### STATED GOAL
Output the line that contains "For every instance of the pineapple, put" and every line after it to the end of the entries, with nothing added or left out.

-- Start of INPUT MATERIAL --

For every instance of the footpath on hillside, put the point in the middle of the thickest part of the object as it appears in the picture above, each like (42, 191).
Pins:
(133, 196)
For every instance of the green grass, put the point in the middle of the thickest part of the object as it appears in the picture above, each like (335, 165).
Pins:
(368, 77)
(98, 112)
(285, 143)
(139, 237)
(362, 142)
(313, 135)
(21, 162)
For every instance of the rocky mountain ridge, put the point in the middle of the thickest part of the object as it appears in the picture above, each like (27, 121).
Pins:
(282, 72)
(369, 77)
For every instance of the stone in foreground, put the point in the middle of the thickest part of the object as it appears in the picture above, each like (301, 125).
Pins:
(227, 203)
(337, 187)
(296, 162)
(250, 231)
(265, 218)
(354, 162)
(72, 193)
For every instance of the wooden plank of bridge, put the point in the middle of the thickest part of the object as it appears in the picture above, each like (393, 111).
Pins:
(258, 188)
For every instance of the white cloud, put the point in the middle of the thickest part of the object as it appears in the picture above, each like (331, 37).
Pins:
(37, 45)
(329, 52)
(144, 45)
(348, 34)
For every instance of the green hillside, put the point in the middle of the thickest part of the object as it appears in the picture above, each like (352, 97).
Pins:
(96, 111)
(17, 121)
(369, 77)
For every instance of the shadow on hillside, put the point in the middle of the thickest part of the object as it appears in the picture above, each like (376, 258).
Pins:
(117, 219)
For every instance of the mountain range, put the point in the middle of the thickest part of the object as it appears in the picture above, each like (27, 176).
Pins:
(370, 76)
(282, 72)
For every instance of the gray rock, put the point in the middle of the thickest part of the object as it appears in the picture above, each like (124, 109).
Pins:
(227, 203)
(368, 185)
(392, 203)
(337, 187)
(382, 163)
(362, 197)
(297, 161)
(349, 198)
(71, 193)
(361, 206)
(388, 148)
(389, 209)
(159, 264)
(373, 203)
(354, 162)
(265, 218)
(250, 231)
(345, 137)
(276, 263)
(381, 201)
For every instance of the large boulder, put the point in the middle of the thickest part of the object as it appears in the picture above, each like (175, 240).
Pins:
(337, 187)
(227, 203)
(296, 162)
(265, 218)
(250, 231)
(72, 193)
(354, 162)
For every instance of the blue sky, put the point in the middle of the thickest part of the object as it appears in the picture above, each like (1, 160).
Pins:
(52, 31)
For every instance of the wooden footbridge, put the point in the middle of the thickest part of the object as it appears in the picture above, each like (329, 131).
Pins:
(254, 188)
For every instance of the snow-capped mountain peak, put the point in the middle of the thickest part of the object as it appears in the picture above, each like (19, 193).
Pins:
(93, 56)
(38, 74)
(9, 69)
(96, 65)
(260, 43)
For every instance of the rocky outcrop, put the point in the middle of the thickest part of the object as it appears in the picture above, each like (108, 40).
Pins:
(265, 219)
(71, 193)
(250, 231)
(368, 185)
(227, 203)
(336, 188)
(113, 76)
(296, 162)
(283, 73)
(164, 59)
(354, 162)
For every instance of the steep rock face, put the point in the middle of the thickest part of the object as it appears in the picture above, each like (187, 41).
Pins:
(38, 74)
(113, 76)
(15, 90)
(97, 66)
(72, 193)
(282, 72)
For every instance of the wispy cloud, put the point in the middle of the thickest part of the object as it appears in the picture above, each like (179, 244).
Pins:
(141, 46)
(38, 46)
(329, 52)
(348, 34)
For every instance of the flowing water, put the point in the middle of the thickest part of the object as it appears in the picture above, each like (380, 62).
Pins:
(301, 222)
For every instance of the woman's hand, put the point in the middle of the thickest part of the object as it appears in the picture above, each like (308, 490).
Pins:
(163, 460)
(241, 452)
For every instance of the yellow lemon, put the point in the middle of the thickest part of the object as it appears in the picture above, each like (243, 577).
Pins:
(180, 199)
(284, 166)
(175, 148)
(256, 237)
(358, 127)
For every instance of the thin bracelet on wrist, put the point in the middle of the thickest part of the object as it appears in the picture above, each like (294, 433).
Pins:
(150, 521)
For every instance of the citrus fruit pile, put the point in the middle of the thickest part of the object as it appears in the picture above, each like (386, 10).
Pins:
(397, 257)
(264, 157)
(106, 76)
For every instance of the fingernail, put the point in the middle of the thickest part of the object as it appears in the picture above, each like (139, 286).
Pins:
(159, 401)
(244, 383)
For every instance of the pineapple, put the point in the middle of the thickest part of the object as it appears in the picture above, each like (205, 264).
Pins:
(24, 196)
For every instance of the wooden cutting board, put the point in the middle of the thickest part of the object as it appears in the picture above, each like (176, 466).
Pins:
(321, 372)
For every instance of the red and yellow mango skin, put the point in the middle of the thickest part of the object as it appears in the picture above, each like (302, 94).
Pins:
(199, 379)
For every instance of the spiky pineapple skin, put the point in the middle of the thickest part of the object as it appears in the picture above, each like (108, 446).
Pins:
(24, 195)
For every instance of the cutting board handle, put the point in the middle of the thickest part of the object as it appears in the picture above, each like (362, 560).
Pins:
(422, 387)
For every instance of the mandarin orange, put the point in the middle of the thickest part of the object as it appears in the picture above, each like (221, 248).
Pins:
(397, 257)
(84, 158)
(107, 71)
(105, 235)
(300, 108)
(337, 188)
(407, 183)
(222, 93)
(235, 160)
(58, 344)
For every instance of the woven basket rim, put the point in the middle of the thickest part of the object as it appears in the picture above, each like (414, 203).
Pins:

-- End of INPUT MATERIAL --

### RESULT OF THE TASK
For every instance of the pineapple, put the point in the middle of the thickest part of the object as it appears in the picture above, each like (205, 264).
Pins:
(24, 196)
For every instance of the wooden cutting board, put the point in the middle of the thickest part of the object as it appears in the picture above, each like (176, 466).
Pins:
(321, 372)
For every instance of the red and yellow mango skin, put the point in the middle of the thickest part of the object as it appears in the picture above, each like (302, 94).
Pins:
(199, 379)
For every instance of the spiky pineapple skin, put the point in the middle of the thickest part of the object as it appears in the picture above, each like (108, 446).
Pins:
(24, 195)
For every instance of the cutting board handle, put the point in the middle of the thickest part of the object as it appears in the picture above, each like (362, 560).
Pins:
(422, 387)
For every instance of the mandarin orange, put the point in the middle of the thickest part of the object as it appears in the picture above, each like (221, 248).
Pins:
(397, 257)
(84, 158)
(107, 71)
(105, 235)
(300, 108)
(337, 188)
(407, 183)
(222, 93)
(235, 160)
(58, 344)
For every instance of the woven basket rim, put the point in the middle of the thickest part of the object as it appears in the picture above, each like (414, 203).
Pins:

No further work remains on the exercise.